**DATASET RECORDS**.
↓

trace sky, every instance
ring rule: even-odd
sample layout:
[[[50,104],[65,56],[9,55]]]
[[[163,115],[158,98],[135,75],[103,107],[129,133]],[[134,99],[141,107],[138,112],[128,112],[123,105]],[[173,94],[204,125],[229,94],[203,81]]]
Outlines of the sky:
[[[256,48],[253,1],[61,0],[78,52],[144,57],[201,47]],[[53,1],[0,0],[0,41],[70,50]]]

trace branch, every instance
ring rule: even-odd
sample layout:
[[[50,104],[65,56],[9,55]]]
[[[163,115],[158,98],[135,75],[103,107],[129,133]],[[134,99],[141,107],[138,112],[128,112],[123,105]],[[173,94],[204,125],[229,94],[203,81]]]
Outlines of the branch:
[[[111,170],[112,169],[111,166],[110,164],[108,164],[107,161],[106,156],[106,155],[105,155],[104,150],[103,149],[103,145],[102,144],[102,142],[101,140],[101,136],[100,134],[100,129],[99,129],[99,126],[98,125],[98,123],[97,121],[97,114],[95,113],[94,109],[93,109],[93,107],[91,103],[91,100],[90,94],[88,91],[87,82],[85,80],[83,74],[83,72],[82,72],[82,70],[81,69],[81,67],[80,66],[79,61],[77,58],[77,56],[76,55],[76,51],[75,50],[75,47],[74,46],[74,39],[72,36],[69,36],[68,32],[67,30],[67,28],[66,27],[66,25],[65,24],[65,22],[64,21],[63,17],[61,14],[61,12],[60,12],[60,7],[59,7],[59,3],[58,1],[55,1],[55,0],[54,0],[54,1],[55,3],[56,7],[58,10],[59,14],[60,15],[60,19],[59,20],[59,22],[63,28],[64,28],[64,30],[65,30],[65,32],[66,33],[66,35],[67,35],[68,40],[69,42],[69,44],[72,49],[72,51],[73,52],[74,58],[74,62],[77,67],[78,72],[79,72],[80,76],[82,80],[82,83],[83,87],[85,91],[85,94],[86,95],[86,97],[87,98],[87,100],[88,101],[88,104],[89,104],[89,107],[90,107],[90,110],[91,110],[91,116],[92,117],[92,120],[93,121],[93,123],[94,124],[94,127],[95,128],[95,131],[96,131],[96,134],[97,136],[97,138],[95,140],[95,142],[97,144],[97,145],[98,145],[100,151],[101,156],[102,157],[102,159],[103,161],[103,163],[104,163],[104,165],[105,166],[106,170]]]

↑

**SET EXERCISE**. Rewrite the lines above, changing "every instance" to "all instances" each time it appears and leaving everything else as it is.

**COMPLETED EXERCISE**.
trace sky, all instances
ring rule: even-odd
sample layout:
[[[50,104],[65,56],[9,55]]]
[[[163,115],[158,98],[135,75],[103,107],[129,133]],[[134,99],[141,107],[138,112],[128,112],[123,105]],[[173,94],[204,125],[229,94],[203,81]]]
Outlines of the sky:
[[[256,48],[253,1],[61,0],[78,52],[144,57],[201,47]],[[53,1],[0,0],[0,41],[70,50]]]

trace branch, all instances
ring rule: even-odd
sample layout:
[[[50,104],[65,56],[9,55]]]
[[[163,115],[158,98],[135,75],[103,107],[129,133]],[[134,99],[141,107],[138,112],[128,112],[123,105]],[[173,94],[204,125],[229,94],[203,81]]]
Outlines of the branch:
[[[111,170],[112,169],[111,166],[110,164],[108,164],[107,161],[106,156],[106,155],[105,155],[104,150],[103,149],[103,145],[102,144],[102,142],[101,140],[101,136],[100,134],[100,129],[99,129],[99,126],[98,125],[98,123],[97,121],[97,114],[95,113],[94,109],[93,109],[93,107],[91,103],[91,100],[90,94],[88,91],[87,82],[85,80],[83,74],[83,72],[82,72],[82,70],[81,69],[81,67],[80,66],[79,61],[77,58],[77,56],[76,55],[76,51],[75,50],[75,47],[74,46],[74,39],[72,36],[69,36],[68,32],[67,30],[67,28],[66,27],[66,25],[65,24],[65,22],[64,21],[63,17],[61,14],[61,12],[60,12],[60,7],[59,7],[59,3],[58,1],[55,1],[55,0],[54,0],[54,1],[55,3],[56,7],[58,10],[59,14],[60,15],[60,19],[59,20],[59,22],[63,28],[64,28],[64,30],[65,30],[65,32],[66,33],[66,35],[67,35],[68,40],[69,42],[69,44],[72,49],[72,51],[73,52],[74,58],[74,62],[77,67],[78,72],[79,72],[80,76],[82,80],[82,83],[83,87],[85,91],[85,94],[86,95],[86,97],[87,98],[87,100],[88,101],[88,104],[89,104],[89,107],[90,107],[90,110],[91,110],[91,116],[92,117],[92,120],[93,121],[93,123],[94,124],[94,127],[95,128],[95,131],[96,131],[96,134],[97,136],[97,138],[95,140],[95,142],[97,144],[97,145],[98,145],[100,151],[101,156],[102,157],[102,159],[103,161],[103,163],[104,163],[104,165],[105,166],[106,170]]]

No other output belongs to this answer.